-- Opening Marker --

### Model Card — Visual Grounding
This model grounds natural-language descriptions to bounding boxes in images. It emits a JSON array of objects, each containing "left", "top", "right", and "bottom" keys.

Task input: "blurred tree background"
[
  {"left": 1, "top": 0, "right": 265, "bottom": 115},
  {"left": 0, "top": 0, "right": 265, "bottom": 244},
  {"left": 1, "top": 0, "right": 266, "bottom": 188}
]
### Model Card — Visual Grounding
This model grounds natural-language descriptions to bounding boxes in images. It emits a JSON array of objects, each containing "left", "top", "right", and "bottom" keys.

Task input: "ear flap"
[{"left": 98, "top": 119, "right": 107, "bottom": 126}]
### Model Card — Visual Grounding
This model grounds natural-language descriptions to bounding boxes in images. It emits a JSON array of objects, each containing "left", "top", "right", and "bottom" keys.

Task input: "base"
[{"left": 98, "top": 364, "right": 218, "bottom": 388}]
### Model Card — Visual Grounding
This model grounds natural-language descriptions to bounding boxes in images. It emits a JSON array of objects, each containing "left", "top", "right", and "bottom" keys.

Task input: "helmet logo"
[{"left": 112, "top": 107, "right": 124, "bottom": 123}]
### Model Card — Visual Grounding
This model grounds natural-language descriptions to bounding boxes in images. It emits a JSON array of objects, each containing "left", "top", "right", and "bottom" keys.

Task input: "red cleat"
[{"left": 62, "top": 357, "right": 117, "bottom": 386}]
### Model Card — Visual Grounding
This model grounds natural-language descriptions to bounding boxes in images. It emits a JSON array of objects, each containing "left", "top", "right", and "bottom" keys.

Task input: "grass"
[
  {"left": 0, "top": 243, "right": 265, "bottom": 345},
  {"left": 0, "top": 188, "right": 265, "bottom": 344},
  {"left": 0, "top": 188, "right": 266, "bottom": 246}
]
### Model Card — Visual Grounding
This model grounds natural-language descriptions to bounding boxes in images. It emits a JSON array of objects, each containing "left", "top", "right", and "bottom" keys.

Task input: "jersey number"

-- Closing Marker --

From the first line to the last, restate the data above exactly.

### Model Card — Visual Grounding
This model grounds natural-language descriptions to bounding boxes in images. It emits a JSON array of objects, each containing "left", "top", "right", and "bottom" keys.

Task input: "blurred tree background"
[
  {"left": 1, "top": 0, "right": 265, "bottom": 115},
  {"left": 0, "top": 0, "right": 265, "bottom": 244},
  {"left": 1, "top": 0, "right": 266, "bottom": 188}
]
### Model Card — Visual Grounding
This model grounds natural-language descriptions to bounding boxes in images. It emits a JSON array of objects, each containing "left", "top", "right", and "bottom" keys.

Task input: "ear flap"
[{"left": 98, "top": 119, "right": 107, "bottom": 126}]
### Model Card — Visual Grounding
This model grounds natural-language descriptions to bounding boxes in images. It emits a JSON array of objects, each containing "left", "top", "right", and "bottom" keys.

Task input: "base"
[{"left": 98, "top": 364, "right": 218, "bottom": 388}]
### Model Card — Visual Grounding
This model grounds natural-language descriptions to bounding boxes in images. It emits a JSON array of objects, each containing "left", "top", "right", and "bottom" keys.

Task input: "helmet logo"
[{"left": 112, "top": 107, "right": 124, "bottom": 123}]
### Model Card — Visual Grounding
This model grounds natural-language descriptions to bounding boxes in images. It emits a JSON array of objects, each containing "left", "top", "right", and "bottom" keys.

Task input: "red cleat"
[{"left": 62, "top": 357, "right": 117, "bottom": 386}]
### Model Card — Visual Grounding
This model grounds natural-language descriptions to bounding boxes in images. It emits a JSON array of objects, each containing "left", "top", "right", and "bottom" keys.

Task input: "grass"
[
  {"left": 0, "top": 243, "right": 265, "bottom": 345},
  {"left": 0, "top": 188, "right": 265, "bottom": 344},
  {"left": 0, "top": 188, "right": 266, "bottom": 246}
]
### Model Card — Visual Grounding
This model grounds natural-language descriptions to bounding boxes in images. It emits a JSON array of objects, each containing "left", "top", "right", and "bottom" keys.

Task input: "jersey number"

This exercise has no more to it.